EXERCISE TASK 1: Rename "pasture" as "meadow" in the rows, reproducing the lines from the one containing "One point belongs to every instance of the pasture, in" through the end of the rows, both ends included, with nothing else altered.
EXERCISE TASK 2: Write the next part of the article on Syrian refugees and resettlement quotas, beginning after its final sentence.

-- Start of PASSAGE PROVIDED --

Syrian refugees: With four million people languishing in camps in Turkey, Lebanon and Jordan, the UN calls for organised quota system
For a certain generation, images of desperate Syrian refugees crammed into overcrowded boats carrying their children in their arms may seem familiar. In the late 1970s, after the fall of Saigon (now Ho Chi Minh City), a similar exodus of Vietnamese fleeing the new Communist regime created the first wave of people who were willing to risk death at sea to find safety and sanctuary for their families.
Many succumbed to piracy, drowning or dehydration, but those who made it alive filled refugee camps in Thailand, Malaysia, Indonesia and Hong Kong. Like the ripple effect from the Syrian refugee crisis today, neighbouring countries were overwhelmed and appealed for help.
Back then, the world responded: between 1975 and 1995 around 1.3 million refugees were resettled across the West. Today, the world faces its biggest refugee crisis since the Second World War and nearly four million Syrians languish in camps in Turkey, Lebanon and Jordan. They have fled a conflict that has claimed the lives of more than 210,000 people, half of them civilians, according to figures from the UK-based Syrian Observatory for Human Rights. The group, which has a network of activists across Syria, says the figure could be far higher.
Developed nations have so far pledged sanctuary to just 104,000 Syrian refugees. Now there are calls for a similar scheme to the Indochina resettlement programme to stop Syrians and others risking their lives on boats in the Mediterranean.
François Crépeau, the United Nations Special Rapporteur for migrants’ rights, is calling on countries in Europe, and other rich nations, to find homes for one million refugees over five years through an organised and fair quota system.
“We can do it – we did it for the Indochinese 30 years ago, we can do it now,” he told The Independent on Sunday. “There is not this eagerness to do the right thing that there was at that time, but states could say that it is our responsibility and have the moral leadership and the political courage… They can make the case, taking the risk of losing [votes], but taking a stand and telling the population, ‘It’s not necessarily easy, it’s not necessarily what you want, but it’s what you have to do.’”
So far, only Germany and Sweden have stood up to rising anti-immigrant forces within their countries and launched significant resettlement programmes for Syrians. The response of the rest of Europe has been derided by human rights experts, with Britain being singled out for its reaction. Despite a pledge from David Cameron one year ago that the Government would respond with “urgency”, only 90 Syrian refugees have been offered sanctuary.

-- End of PASSAGE PROVIDED --
-- Start of DATASET ENTRIES --

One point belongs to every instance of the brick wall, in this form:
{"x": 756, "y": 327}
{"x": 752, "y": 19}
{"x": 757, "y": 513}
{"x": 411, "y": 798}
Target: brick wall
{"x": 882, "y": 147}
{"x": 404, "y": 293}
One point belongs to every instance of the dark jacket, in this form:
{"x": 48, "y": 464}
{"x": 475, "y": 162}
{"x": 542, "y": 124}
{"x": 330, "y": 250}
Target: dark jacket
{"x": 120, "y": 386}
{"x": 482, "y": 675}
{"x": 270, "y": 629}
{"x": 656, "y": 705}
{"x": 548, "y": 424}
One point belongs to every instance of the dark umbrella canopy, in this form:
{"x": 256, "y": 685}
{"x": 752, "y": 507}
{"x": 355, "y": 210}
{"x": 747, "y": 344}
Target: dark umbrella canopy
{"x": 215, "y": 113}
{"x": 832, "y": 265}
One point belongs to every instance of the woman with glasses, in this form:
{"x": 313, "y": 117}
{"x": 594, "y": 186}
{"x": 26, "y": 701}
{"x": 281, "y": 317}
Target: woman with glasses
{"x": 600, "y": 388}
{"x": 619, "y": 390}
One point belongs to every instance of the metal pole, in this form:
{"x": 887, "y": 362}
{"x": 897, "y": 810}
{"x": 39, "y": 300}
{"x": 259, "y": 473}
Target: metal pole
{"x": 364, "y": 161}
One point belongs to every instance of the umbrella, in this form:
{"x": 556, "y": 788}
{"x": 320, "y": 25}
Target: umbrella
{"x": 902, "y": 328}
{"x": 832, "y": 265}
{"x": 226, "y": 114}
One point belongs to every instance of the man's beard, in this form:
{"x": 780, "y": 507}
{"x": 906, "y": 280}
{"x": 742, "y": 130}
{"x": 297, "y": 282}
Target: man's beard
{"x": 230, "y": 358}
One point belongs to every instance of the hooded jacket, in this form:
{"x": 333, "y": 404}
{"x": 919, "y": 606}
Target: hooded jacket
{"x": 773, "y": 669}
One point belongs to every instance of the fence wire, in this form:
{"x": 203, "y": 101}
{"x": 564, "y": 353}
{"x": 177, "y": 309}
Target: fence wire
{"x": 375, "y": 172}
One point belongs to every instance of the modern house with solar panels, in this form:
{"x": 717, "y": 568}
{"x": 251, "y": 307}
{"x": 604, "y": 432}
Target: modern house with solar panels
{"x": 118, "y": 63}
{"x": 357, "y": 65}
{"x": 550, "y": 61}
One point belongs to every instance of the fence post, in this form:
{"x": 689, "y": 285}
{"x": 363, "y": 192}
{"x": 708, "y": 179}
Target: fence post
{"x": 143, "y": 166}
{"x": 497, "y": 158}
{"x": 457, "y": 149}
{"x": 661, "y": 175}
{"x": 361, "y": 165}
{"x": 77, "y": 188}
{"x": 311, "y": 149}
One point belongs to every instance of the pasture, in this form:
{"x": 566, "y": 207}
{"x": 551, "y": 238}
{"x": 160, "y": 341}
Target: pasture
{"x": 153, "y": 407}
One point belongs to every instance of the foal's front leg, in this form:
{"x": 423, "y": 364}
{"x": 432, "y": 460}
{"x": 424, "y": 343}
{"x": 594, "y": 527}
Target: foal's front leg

-- End of DATASET ENTRIES --

TASK OUTPUT 1:
One point belongs to every instance of the meadow, in this form:
{"x": 566, "y": 207}
{"x": 551, "y": 238}
{"x": 160, "y": 341}
Target: meadow
{"x": 153, "y": 407}
One point belongs to every instance of the foal's front leg, in this form:
{"x": 423, "y": 364}
{"x": 432, "y": 460}
{"x": 424, "y": 343}
{"x": 594, "y": 527}
Target: foal's front leg

TASK OUTPUT 2:
Jan Shaw, Amnesty International UK’s refugee expert, said: “The Syrian refugee crisis has been called the most pressing humanitarian disaster of our time, yet the response by the international community has, with very few exceptions, been pitiful. You only need to look to the history books to see how nations working together can be effective in alleviating these crises. How many more Vietnamese or Kosovars would have been killed, tortured or raped if the international community hadn’t come together to offer them safety?”
The Indochina crisis began after the fall of Saigon in 1975, when a steady stream of Vietnamese fled persecution from the new Communist regime. The numbers increased as repressive governments took hold in Laos and Cambodia, with three million people fleeing, many by boat, over two decades.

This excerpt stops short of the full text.